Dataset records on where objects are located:
• • • • •

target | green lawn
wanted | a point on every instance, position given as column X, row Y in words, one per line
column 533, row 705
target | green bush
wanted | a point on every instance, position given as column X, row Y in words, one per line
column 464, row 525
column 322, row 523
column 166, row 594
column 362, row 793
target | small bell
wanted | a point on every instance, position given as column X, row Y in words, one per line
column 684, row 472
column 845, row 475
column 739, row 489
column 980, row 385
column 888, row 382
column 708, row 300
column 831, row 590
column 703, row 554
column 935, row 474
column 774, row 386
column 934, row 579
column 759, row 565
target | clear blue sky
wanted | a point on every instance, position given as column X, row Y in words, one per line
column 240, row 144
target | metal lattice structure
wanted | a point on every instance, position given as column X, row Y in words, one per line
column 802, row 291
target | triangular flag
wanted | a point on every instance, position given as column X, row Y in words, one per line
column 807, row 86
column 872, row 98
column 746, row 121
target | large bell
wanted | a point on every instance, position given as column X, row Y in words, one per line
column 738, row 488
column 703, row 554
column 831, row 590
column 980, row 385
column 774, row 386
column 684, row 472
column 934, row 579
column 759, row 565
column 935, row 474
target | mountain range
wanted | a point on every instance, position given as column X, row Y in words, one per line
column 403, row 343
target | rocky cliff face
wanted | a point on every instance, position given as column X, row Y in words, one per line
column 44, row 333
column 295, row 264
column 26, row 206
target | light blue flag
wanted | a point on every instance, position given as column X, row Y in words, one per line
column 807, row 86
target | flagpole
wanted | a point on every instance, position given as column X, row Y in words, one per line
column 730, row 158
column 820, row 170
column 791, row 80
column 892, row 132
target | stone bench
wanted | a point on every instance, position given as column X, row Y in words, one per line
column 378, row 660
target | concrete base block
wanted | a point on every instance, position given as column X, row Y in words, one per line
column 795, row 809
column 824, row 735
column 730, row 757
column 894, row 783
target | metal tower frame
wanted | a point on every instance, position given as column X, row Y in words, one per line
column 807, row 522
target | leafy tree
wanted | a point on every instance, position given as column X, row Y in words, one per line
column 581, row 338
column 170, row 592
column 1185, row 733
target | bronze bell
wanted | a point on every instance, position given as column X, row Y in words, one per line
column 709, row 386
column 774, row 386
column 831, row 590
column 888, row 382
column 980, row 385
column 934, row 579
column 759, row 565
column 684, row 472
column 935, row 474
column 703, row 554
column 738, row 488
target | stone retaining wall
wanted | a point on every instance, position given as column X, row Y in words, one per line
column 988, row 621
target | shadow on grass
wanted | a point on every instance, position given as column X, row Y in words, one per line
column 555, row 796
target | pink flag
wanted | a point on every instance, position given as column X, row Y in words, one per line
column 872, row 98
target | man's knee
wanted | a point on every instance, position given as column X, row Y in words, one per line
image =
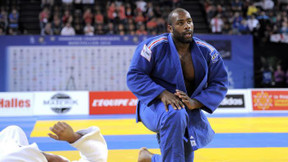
column 178, row 117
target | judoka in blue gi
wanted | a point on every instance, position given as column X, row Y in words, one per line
column 176, row 76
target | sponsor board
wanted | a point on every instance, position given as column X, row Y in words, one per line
column 236, row 100
column 267, row 100
column 16, row 104
column 61, row 103
column 113, row 102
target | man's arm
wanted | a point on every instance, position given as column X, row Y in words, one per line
column 64, row 132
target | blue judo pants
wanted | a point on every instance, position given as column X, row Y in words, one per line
column 170, row 127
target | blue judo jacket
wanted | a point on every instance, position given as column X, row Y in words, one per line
column 156, row 66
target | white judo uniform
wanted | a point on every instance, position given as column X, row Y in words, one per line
column 14, row 146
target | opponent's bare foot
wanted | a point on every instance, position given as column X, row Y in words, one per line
column 145, row 155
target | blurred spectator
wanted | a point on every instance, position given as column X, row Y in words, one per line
column 141, row 30
column 243, row 27
column 110, row 29
column 88, row 29
column 253, row 24
column 2, row 32
column 236, row 22
column 265, row 4
column 98, row 18
column 129, row 12
column 3, row 18
column 67, row 30
column 67, row 17
column 13, row 19
column 12, row 31
column 217, row 24
column 284, row 28
column 139, row 19
column 267, row 76
column 121, row 13
column 252, row 9
column 236, row 5
column 141, row 5
column 47, row 30
column 151, row 25
column 56, row 25
column 279, row 77
column 47, row 3
column 43, row 17
column 99, row 29
column 88, row 16
column 111, row 11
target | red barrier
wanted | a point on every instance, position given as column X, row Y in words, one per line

• • • • •

Edit all of the records above so that every "target" becomes "object" and everything else stays unchanged. Leave the pictures out of your answer.

object | green lawn
wanted | a point on every instance, position given as column X, row Y in words, one per line
column 533, row 705
object | green bush
wanted | a point on every instance, position given as column X, row Y in words, one per line
column 464, row 525
column 322, row 523
column 166, row 594
column 362, row 793
object | small bell
wanted | a point on every instance, position given as column X, row Y in words, one per line
column 684, row 472
column 845, row 475
column 739, row 489
column 980, row 385
column 888, row 382
column 708, row 300
column 831, row 590
column 703, row 554
column 935, row 474
column 774, row 386
column 934, row 579
column 759, row 565
object | clear blue sky
wanted | a point on every instance, position given as column X, row Y in words, one per line
column 240, row 144
object | metal lattice structure
wanted | a point on every instance, position given as column X, row Y in words, one per line
column 802, row 291
object | triangular flag
wanted | a point on every instance, position given as column X, row Y in words, one per line
column 807, row 86
column 872, row 98
column 746, row 121
object | large bell
wanted | a point on every instance, position given as column X, row Y in words, one per line
column 738, row 488
column 703, row 554
column 831, row 590
column 980, row 385
column 774, row 386
column 684, row 472
column 934, row 579
column 759, row 565
column 935, row 474
object | mountain range
wanted | a point on every instance, position given as column X, row Y in words, one per line
column 403, row 343
object | rocky cliff face
wanted | a point on every instance, position given as column X, row Y in words, one per line
column 44, row 333
column 295, row 264
column 26, row 206
object | light blue flag
wanted | a point on every instance, position given as column X, row Y in words, one per line
column 807, row 86
object | flagpole
wanted | a point on every instance, position given as column X, row Y in words, one per line
column 730, row 158
column 820, row 170
column 791, row 80
column 892, row 132
object | stone bench
wanted | a point on every instance, position given as column X, row Y in words, one per line
column 378, row 660
object | concrete base block
wanted | a point on every instance, position given as column X, row Y in words, one per line
column 795, row 809
column 824, row 735
column 730, row 757
column 894, row 783
object | metal tower frame
wanted | a point on every instance, position given as column X, row Y in words, one per line
column 807, row 522
object | leafy tree
wanted | a point on every instance, position given as column X, row Y in words, one per line
column 581, row 338
column 170, row 592
column 1185, row 733
object | bronze bell
wanted | a point on every instance, position given as column X, row Y in words, one per line
column 709, row 386
column 774, row 386
column 831, row 590
column 888, row 382
column 980, row 385
column 934, row 579
column 759, row 565
column 684, row 472
column 935, row 474
column 703, row 554
column 738, row 488
object | stone retaining wall
wanted | a point on every instance, position given as column X, row Y in words, one per line
column 988, row 621
object | shadow on grass
wanted | a point on every instance, position given as column X, row Y in words, one per line
column 555, row 796
object | pink flag
wanted | a point on every instance, position given as column X, row Y in words, one per line
column 872, row 98
object | man's knee
wanted | a point on every instance, position given as column X, row Y in words, one per line
image =
column 178, row 117
object | judoka in blue gi
wanted | a point on every instance, position given as column X, row Y in words, one per line
column 176, row 76
object | sponsor board
wanted | a point on every instance, position given as column X, row Y in words, one per line
column 236, row 100
column 267, row 100
column 16, row 104
column 61, row 103
column 113, row 102
object | man's arm
wanted | a point on every instance, position given as column X, row Y in words, one per line
column 64, row 132
object | blue judo pants
wanted | a point on every instance, position given as column X, row Y in words, one per line
column 170, row 127
object | blue judo jacket
wanted | a point on every instance, position given as column X, row Y in words, one per line
column 156, row 66
object | white judo uniform
wanted | a point on every instance, position given as column X, row Y in words, one per line
column 14, row 146
object | opponent's bare foot
wanted | a point on every instance, position given as column X, row Y in words, one per line
column 145, row 155
object | blurred spectator
wanted | a point on every instance, position given as column X, row Y in words, one per line
column 141, row 30
column 243, row 27
column 110, row 29
column 88, row 29
column 253, row 24
column 2, row 32
column 236, row 22
column 265, row 4
column 98, row 18
column 129, row 12
column 3, row 18
column 67, row 30
column 67, row 17
column 13, row 19
column 12, row 31
column 217, row 24
column 284, row 28
column 139, row 19
column 267, row 76
column 121, row 13
column 252, row 9
column 236, row 5
column 141, row 5
column 47, row 30
column 151, row 25
column 56, row 25
column 279, row 77
column 47, row 3
column 43, row 17
column 99, row 29
column 88, row 16
column 111, row 11
object | red barrier
wanted | a point on every instance, position given as column X, row Y in words, one per line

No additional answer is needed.